QUOTED PASSAGE:
Finally, despite their sub-optimal activity, triple nucleoside or nucleoside/nucleotide regimens are an alternative during pregnancy.

Children

HIV-infected children in high-burden countries have very high rates of tuberculosis, often with severe, life-threatening manifestations (e.g., disseminated disease, meningitis). Such children may also have advanced and rapidly-progressive HIV disease, so there are pressing reasons to assure potent treatment for both tuberculosis and AIDS. In addition to the complexities raised by the drug interactions discussed above, children with HIV-related tuberculosis raise other challenges. There are very limited data on the absorption, metabolism, and elimination of anti-tuberculosis drugs among children, particularly among very young children (< 2 years of age).

Some antiretroviral agents are not yet available in suspension formulations, and there are limited pharmacokinetic data for all antiretroviral drugs among young children. The use of single-dose nevirapine selects for NNRTI-resistant strains among those infants who are infected despite perinatal prophylaxis, and such children have inferior outcomes if subsequently treated with nevirapine-based combination antiretroviral therapy.[42] Therefore, there is understandable reluctance to use NNRTI-based therapy among perinatally-infected infants who were exposed to single-dose nevirapine. As above, the inability to use NNRTI-based antiretroviral therapy limits options for antiretroviral therapy among children receiving rifampin-based tuberculosis treatment.

MATERIAL SHOWN:
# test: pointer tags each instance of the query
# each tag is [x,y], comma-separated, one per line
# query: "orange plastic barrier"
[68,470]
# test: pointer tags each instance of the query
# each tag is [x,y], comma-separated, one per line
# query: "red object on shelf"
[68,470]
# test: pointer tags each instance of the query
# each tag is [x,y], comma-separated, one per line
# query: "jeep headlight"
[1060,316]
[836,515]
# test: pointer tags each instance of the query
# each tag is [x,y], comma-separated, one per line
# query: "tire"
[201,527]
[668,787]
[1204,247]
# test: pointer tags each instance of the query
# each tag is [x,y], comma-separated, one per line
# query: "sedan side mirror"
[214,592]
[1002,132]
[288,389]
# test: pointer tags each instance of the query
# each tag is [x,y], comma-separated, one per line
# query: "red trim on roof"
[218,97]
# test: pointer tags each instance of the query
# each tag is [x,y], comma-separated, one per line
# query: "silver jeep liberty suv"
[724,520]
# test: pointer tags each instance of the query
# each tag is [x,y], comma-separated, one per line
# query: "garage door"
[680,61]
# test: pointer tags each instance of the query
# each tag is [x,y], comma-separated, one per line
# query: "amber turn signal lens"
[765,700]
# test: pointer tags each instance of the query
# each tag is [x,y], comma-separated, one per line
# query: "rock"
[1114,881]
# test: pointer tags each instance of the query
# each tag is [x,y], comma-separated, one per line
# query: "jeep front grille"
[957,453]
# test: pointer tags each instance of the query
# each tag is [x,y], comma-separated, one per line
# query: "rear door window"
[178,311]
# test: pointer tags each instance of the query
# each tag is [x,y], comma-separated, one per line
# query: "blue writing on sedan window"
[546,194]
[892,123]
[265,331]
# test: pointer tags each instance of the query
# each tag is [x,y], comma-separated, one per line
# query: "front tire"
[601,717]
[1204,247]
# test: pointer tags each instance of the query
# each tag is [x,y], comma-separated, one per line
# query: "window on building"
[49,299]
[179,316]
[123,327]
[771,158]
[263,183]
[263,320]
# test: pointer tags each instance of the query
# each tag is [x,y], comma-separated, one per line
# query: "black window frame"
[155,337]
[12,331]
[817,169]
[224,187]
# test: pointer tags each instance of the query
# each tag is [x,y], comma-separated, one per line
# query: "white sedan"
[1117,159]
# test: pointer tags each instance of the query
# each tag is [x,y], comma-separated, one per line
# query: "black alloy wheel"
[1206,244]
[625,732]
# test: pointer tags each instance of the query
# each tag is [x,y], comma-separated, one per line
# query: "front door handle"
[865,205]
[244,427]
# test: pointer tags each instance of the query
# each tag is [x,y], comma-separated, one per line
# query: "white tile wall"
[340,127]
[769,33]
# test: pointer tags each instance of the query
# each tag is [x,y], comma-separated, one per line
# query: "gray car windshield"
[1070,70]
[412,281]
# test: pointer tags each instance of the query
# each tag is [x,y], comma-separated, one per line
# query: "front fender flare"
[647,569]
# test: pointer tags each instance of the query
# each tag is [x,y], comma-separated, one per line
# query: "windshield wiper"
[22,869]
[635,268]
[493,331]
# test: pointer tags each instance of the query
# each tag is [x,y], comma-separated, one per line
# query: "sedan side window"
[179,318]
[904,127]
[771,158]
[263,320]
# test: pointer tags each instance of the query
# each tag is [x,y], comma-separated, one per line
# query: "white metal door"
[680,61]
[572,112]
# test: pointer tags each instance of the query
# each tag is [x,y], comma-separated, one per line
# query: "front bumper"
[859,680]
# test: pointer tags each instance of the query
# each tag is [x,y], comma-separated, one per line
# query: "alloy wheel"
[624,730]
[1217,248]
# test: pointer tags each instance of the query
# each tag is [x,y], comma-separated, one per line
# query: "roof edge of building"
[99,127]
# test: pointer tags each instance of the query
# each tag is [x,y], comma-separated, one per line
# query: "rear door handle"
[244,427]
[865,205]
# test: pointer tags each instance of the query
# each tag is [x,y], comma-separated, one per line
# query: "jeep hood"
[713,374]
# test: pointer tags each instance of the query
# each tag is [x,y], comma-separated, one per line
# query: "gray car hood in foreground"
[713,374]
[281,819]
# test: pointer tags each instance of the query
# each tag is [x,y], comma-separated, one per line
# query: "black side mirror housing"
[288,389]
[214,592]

PROBLEM: From the text on tuberculosis and HIV treatment, copy word for word the stretch from "Finally, despite their" through "years of age).".

SOLUTION FOR THIS TASK:
Finally, despite their sub-optimal activity, triple nucleoside or nucleoside/nucleotide regimens are an alternative during pregnancy.

Children

HIV-infected children in high-burden countries have very high rates of tuberculosis, often with severe, life-threatening manifestations (e.g., disseminated disease, meningitis). Such children may also have advanced and rapidly-progressive HIV disease, so there are pressing reasons to assure potent treatment for both tuberculosis and AIDS. In addition to the complexities raised by the drug interactions discussed above, children with HIV-related tuberculosis raise other challenges. There are very limited data on the absorption, metabolism, and elimination of anti-tuberculosis drugs among children, particularly among very young children (< 2 years of age).